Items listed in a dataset

==============================

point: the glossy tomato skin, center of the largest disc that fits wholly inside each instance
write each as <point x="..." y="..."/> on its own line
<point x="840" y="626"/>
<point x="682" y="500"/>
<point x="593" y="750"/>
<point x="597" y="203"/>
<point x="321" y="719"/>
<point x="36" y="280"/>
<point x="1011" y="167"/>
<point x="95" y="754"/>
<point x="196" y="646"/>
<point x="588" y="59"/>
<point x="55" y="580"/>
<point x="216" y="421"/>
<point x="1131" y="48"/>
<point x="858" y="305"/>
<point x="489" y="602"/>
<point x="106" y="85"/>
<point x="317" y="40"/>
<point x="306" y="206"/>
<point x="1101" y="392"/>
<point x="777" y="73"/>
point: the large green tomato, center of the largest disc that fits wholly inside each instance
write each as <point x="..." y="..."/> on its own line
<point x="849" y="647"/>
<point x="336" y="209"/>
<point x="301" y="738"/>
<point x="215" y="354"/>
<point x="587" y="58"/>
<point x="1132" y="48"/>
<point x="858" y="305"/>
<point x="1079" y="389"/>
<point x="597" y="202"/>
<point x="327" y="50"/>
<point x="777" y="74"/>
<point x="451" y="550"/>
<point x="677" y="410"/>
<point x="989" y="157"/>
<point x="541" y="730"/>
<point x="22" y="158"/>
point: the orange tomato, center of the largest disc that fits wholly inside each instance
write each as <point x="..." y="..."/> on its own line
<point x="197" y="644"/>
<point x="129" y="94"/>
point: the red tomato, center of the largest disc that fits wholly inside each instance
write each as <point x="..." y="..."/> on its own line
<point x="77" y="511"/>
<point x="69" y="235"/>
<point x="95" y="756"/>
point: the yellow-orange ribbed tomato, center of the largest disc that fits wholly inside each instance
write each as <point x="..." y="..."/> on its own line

==============================

Given instruction:
Rewrite all of the data above, substituting "middle" for every "center" and leaving everything else unchanged.

Result of this task:
point: the glossy tomato skin, middle of the largest disc that fits wholly inside each instance
write each as <point x="..." y="..."/> on its own line
<point x="840" y="626"/>
<point x="682" y="500"/>
<point x="593" y="750"/>
<point x="597" y="203"/>
<point x="321" y="719"/>
<point x="36" y="280"/>
<point x="1011" y="167"/>
<point x="95" y="754"/>
<point x="196" y="646"/>
<point x="588" y="59"/>
<point x="55" y="580"/>
<point x="216" y="421"/>
<point x="1131" y="48"/>
<point x="858" y="305"/>
<point x="489" y="602"/>
<point x="106" y="85"/>
<point x="317" y="40"/>
<point x="306" y="206"/>
<point x="1101" y="392"/>
<point x="777" y="73"/>
point: the large green tomato, middle of the largest disc that fits wholly inside each instance
write each as <point x="..." y="..."/> on its own line
<point x="849" y="647"/>
<point x="336" y="209"/>
<point x="301" y="738"/>
<point x="215" y="354"/>
<point x="587" y="58"/>
<point x="1132" y="48"/>
<point x="858" y="305"/>
<point x="1079" y="389"/>
<point x="597" y="202"/>
<point x="327" y="50"/>
<point x="777" y="74"/>
<point x="451" y="550"/>
<point x="677" y="410"/>
<point x="989" y="157"/>
<point x="541" y="730"/>
<point x="22" y="158"/>
point: the orange tomato, middle of the largest disc that fits wholly inside each instance
write each as <point x="..." y="..."/> on its own line
<point x="197" y="644"/>
<point x="129" y="94"/>
point: the red tomato, middle of the largest disc that fits wholly inside each instance
write each as <point x="..." y="..."/> on its own line
<point x="77" y="511"/>
<point x="69" y="235"/>
<point x="95" y="756"/>
point: the yellow-orange ribbed tomato, middle of the largest disc that fits wholly inside each instance
write each as <point x="..." y="..."/> on its own line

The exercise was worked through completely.